:: MATERIAL TO PROCESS ::
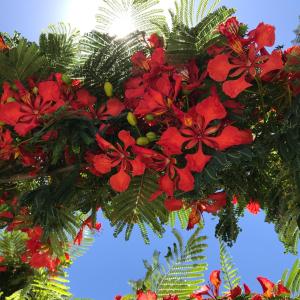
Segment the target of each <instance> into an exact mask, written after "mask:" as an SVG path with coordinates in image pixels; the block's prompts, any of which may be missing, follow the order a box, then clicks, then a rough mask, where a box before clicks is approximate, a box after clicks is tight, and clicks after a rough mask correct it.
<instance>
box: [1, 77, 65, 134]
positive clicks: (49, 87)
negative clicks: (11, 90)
mask: <svg viewBox="0 0 300 300" xmlns="http://www.w3.org/2000/svg"><path fill="white" fill-rule="evenodd" d="M16 85H17V86H18V88H19V91H18V94H19V100H18V101H13V102H8V103H4V104H1V105H0V121H2V122H4V123H5V124H8V125H11V126H14V129H15V131H16V132H17V133H18V134H19V135H20V136H25V135H26V134H27V133H28V132H29V131H31V130H32V129H34V128H36V127H37V126H39V125H40V124H41V122H42V117H43V116H45V115H48V114H51V113H54V112H55V111H57V110H58V109H59V108H60V107H61V106H63V105H64V104H65V103H64V101H63V100H62V99H61V95H60V88H59V85H58V83H57V82H55V81H44V82H40V83H38V84H37V88H38V94H37V95H34V94H33V93H29V92H28V91H27V90H26V89H25V88H24V87H23V85H22V84H21V83H20V82H16Z"/></svg>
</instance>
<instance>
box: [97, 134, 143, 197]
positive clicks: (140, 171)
mask: <svg viewBox="0 0 300 300" xmlns="http://www.w3.org/2000/svg"><path fill="white" fill-rule="evenodd" d="M118 137H119V139H120V140H121V141H122V143H123V146H121V145H120V144H119V143H117V144H116V146H114V145H112V144H111V143H109V142H108V141H106V140H105V139H103V138H102V137H101V136H100V135H99V134H98V135H97V136H96V139H97V142H98V145H99V147H100V148H101V150H103V151H104V154H99V155H95V156H94V158H93V166H94V168H95V170H96V171H97V172H99V174H107V173H110V172H111V170H112V169H113V168H116V167H117V169H118V172H117V173H116V174H115V175H112V176H111V177H110V180H109V183H110V185H111V187H112V188H113V189H114V190H115V191H117V192H124V191H126V190H127V189H128V187H129V184H130V181H131V177H130V175H132V176H138V175H142V174H144V171H145V165H144V163H143V162H142V161H141V159H140V157H139V156H137V157H135V158H133V155H132V154H131V153H130V152H129V151H128V150H129V148H130V147H132V146H133V145H135V139H134V138H133V137H132V136H131V135H130V133H129V131H125V130H122V131H120V132H119V134H118Z"/></svg>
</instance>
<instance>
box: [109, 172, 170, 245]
mask: <svg viewBox="0 0 300 300" xmlns="http://www.w3.org/2000/svg"><path fill="white" fill-rule="evenodd" d="M157 189H158V185H157V177H156V176H155V175H154V174H152V173H145V174H144V175H143V176H139V177H134V178H133V179H132V181H131V184H130V187H129V189H128V190H127V191H126V192H123V193H120V194H118V195H117V196H115V197H114V198H112V199H111V203H110V204H109V205H108V206H107V207H105V208H104V209H105V210H106V214H107V215H108V217H109V220H110V221H111V224H112V226H115V232H114V235H115V236H118V235H119V234H120V233H121V232H122V231H123V229H125V239H126V240H128V239H129V237H130V235H131V232H132V230H133V227H134V226H135V225H136V224H137V225H138V226H139V228H140V231H141V234H142V236H143V238H144V241H145V243H149V237H148V233H147V226H149V227H150V228H151V229H152V230H153V231H154V233H156V234H157V235H158V236H160V237H161V236H162V234H163V233H164V231H165V229H164V227H163V224H164V223H166V222H167V220H168V213H167V211H166V209H165V207H164V204H163V199H162V197H159V198H157V199H156V200H155V201H152V202H149V199H150V196H151V195H152V194H153V193H154V192H156V191H157Z"/></svg>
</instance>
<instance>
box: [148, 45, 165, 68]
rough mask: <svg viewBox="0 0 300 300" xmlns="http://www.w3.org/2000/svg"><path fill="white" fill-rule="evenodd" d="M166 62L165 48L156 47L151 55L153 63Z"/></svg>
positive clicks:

:: INSTRUCTIONS FOR THE TASK ::
Count the lines in the records above that contain the word "positive", matching case exactly, and give only the number.

:: ANSWER FOR THE TASK ::
3